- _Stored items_
=-=-=-=-=

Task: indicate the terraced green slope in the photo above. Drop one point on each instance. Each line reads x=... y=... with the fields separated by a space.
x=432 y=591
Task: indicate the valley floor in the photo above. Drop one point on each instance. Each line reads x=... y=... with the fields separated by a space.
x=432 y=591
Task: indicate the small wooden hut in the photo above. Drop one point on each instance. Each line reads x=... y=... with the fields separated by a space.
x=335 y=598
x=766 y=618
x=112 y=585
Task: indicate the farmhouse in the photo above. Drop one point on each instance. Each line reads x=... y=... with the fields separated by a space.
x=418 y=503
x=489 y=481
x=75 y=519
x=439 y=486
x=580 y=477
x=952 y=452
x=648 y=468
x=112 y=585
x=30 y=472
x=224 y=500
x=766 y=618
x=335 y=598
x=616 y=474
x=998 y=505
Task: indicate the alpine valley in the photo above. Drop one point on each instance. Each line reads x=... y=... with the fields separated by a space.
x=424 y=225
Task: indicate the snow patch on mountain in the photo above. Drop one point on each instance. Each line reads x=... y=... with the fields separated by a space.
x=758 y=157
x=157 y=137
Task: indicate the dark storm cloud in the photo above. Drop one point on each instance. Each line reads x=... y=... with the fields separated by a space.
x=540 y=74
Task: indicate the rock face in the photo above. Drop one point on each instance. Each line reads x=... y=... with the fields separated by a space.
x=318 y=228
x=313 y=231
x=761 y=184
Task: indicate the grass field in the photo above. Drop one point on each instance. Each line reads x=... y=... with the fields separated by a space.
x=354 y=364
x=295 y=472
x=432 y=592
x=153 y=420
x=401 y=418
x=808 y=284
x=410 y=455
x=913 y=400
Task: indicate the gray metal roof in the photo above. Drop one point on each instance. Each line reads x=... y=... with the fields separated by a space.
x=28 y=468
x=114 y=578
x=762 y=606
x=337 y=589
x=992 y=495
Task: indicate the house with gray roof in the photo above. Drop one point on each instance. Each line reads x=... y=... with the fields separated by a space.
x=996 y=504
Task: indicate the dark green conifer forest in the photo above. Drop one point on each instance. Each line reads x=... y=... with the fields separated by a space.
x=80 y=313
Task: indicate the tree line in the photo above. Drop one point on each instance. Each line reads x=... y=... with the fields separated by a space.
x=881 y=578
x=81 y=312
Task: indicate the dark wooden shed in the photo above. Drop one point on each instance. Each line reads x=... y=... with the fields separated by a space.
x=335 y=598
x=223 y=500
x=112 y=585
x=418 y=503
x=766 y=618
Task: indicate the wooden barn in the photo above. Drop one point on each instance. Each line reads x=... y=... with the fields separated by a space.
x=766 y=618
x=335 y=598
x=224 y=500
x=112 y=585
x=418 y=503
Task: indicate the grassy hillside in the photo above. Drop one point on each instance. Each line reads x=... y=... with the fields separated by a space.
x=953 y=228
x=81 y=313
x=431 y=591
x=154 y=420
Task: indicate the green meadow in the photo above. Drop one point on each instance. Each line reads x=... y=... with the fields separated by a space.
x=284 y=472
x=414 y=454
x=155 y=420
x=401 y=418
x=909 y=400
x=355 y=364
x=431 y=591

=-=-=-=-=

- _TASK INSTRUCTIONS_
The entries above are to be copied word for word.

- _RESULT_
Task: indicate the terraced green slope in the photo above. Drop one point on each instance. Each line reads x=... y=... with the fields separated by a space.
x=432 y=591
Task: indicate the valley floor in the photo above. Drop one point on each instance. Each line reads x=... y=... with the fields separated by a space.
x=432 y=591
Task: indicate the small wooden hut in the photo above. Drop one point on each instance. Each line reads x=... y=... with the fields separated by a space.
x=335 y=598
x=766 y=618
x=112 y=585
Task: indicate the farmhouse in the photo above. Drop one point on each instance. Each line reads x=... y=... with the fields separated by a space.
x=418 y=503
x=489 y=481
x=75 y=519
x=439 y=486
x=580 y=477
x=952 y=452
x=648 y=468
x=112 y=585
x=30 y=472
x=224 y=500
x=766 y=618
x=335 y=598
x=616 y=474
x=998 y=505
Task: indicate the alpine valley in the photo above. Drop one point on each instance. Each line reads x=... y=... with the fields separated by a space.
x=424 y=225
Task: indicate the snow patch on mountain in the photo above. Drop one point on each instance. Each line reads x=... y=... with the fields separated by a space.
x=758 y=157
x=157 y=137
Task: indicate the dark storm cloud in the photo above. Drop one point on each instance. Each line reads x=... y=... with the fields separated by a space.
x=540 y=74
Task: indicate the rock face in the photo above. Drop one point on each instance. Each line reads x=... y=... with the fields separated by a space.
x=318 y=228
x=313 y=231
x=761 y=184
Task: indicate the grass field in the photo above. Drop one point on each instance. Each line reads x=... y=... with the fields separated by a space.
x=354 y=364
x=295 y=472
x=432 y=592
x=153 y=420
x=401 y=418
x=808 y=284
x=410 y=455
x=913 y=400
Task: indicate the gray metal roof in the photo above. Drop one point on each instance. Each line reads x=... y=... with the fields separated by a space.
x=28 y=468
x=114 y=578
x=762 y=606
x=337 y=589
x=992 y=495
Task: indicate the house with gray roof in the photo above. Drop one point on each instance. Each line reads x=... y=... with the fields separated by a space.
x=996 y=504
Task: indicate the dark green conifer forest in the photo above. Drop one point on each instance. Each line reads x=... y=... with the fields separated by a space.
x=80 y=313
Task: indicate the tree line in the photo above. Drop one point on each instance. Each line reads x=... y=... with the fields separated by a space.
x=881 y=578
x=81 y=312
Task: indicate the dark wooden shed in the photo above. Drop one point on each instance. Each line reads x=... y=... with the fields separated by a space.
x=335 y=598
x=223 y=500
x=112 y=585
x=418 y=503
x=766 y=618
Task: indicate the wooden barn in the photo above. Drop one point on each instance. Each line reads x=... y=... with the fields separated by a space.
x=766 y=618
x=335 y=598
x=224 y=500
x=112 y=585
x=418 y=503
Task: indicate the grassy hillside in the photo above. Drop one point on each instance. Each line reads x=... y=... with the fields separated by a space.
x=953 y=228
x=81 y=313
x=431 y=591
x=154 y=420
Task: indicate the green meadow in the photo above. Drop one point on each instance. Each line reads x=... y=... with the fields separated by a space.
x=284 y=472
x=414 y=454
x=155 y=420
x=401 y=418
x=909 y=400
x=355 y=364
x=431 y=591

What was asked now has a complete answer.